The value of a clinical trial is proportional to the number of people affected by their findings and their impact on decision-making. In our case, metastasis is a leading cause of death in patients with cancer and the second leading cause of death worldwide.  Therefore, investigating whether perioperative interventions might moderate cancer recurrence is clearly important.

Translational research is an iterative cycle of designing robust experimental studies, correctly interpreting the findings, and using the resulting understanding to design clinical trials that provide strong causal information about improving clinical practice. In the case of regional anesthesia and cancer recurrence, the discordance between preclinical studies and clinical trials apparently resulted at least in part from the use of models that we now know were suboptimal, although they were well accepted at the time. Consequently, the reliability of experimental in vitro and in vivo models was overestimated by basic scientists who failed to recognize how poorly reductionist models characterize the complexities of human cancers. Clinical investigators similarly misjudged the reliability of preclinical evidence, although basic scientists are presumably far better positioned to judge the reliability of their work and the extent to which it might reasonably extrapolate to humans. The result was a huge effort and the expense of four major trials, none of which support the preclinical evidence suggesting that regional analgesia might reduce cancer recurrence.

**Work item:**
Answer these questions from the text on regional anesthesia and cancer recurrence:
1. What does the text call metastasis for patients with cancer?
2. Who overestimated the reliability of experimental in vitro and in vivo models?
3. How many major trials does the text say were carried out?

Natural language descriptions of regions:
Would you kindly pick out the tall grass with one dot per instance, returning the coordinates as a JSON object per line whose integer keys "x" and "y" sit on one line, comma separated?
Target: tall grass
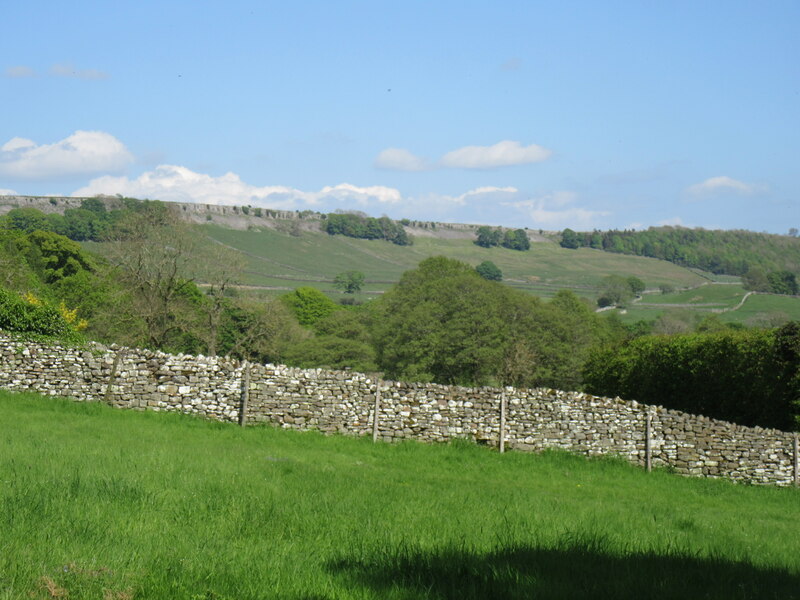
{"x": 99, "y": 503}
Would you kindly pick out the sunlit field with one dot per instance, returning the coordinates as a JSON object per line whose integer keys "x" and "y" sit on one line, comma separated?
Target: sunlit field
{"x": 102, "y": 503}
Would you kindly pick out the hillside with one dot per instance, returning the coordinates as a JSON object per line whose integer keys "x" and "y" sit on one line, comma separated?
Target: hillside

**Response:**
1. A leading cause of death.
2. Basic scientists.
3. Four.